> Instructions for the task: An unchanged copy of every record below, without pictures, is the goal.

[Stored items]
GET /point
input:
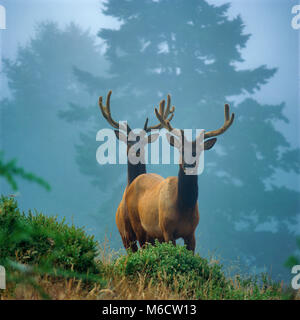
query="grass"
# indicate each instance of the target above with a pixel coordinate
(47, 259)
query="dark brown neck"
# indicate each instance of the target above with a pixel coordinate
(187, 190)
(134, 170)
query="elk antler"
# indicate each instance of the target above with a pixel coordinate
(162, 115)
(107, 114)
(227, 123)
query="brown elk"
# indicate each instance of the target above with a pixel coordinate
(133, 170)
(167, 209)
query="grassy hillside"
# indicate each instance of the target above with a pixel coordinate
(48, 259)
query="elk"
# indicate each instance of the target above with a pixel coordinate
(167, 209)
(133, 170)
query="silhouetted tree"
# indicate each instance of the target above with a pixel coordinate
(42, 84)
(191, 49)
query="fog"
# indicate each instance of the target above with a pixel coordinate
(58, 57)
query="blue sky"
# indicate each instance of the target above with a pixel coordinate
(273, 42)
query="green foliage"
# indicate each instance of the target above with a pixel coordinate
(35, 239)
(9, 170)
(181, 270)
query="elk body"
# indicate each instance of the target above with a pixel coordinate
(123, 222)
(167, 209)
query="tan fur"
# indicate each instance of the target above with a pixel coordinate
(153, 211)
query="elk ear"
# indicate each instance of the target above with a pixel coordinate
(153, 137)
(174, 142)
(121, 136)
(208, 144)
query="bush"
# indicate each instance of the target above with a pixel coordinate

> Answer to this exercise:
GET /point
input:
query="grass"
# indicate each instance of the target above with a pixel coordinate
(47, 259)
query="dark brown neck"
# indicate each instance of the target above with a pixel coordinate
(187, 190)
(134, 170)
query="elk antler"
# indicate each instance of the target above with a pixel coordinate
(162, 115)
(107, 114)
(227, 123)
query="brown elk"
# indicate each instance of the target above with a pixel coordinate
(133, 170)
(167, 209)
query="grassy hillside"
# indicate each instance of the target above with a pixel coordinate
(48, 259)
query="elk"
# indicate each instance of the target above with a pixel coordinate
(167, 209)
(133, 170)
query="silhouetted tree"
# indicate each instance of the target above with a pixel coordinate
(42, 84)
(191, 49)
query="fog"
# indicate each instance of the target above with a pixel coordinate
(58, 57)
query="blue sky"
# indicate each instance of the target above with a pixel coordinate
(273, 42)
query="green foliage"
# indicate each instance of the target above with a pixel coordinate
(35, 239)
(9, 170)
(181, 270)
query="elk body"
# indicate each instance of the target above with a pixel coordinate
(123, 222)
(167, 209)
query="tan fur"
# indicate each instance of the target above with a pixel coordinate
(153, 211)
query="elk ear"
# indicate each instance of the target above with a pixel coordinate
(153, 137)
(174, 142)
(121, 136)
(208, 144)
query="bush"
# indicate each instance of the target above with a pixel coordinate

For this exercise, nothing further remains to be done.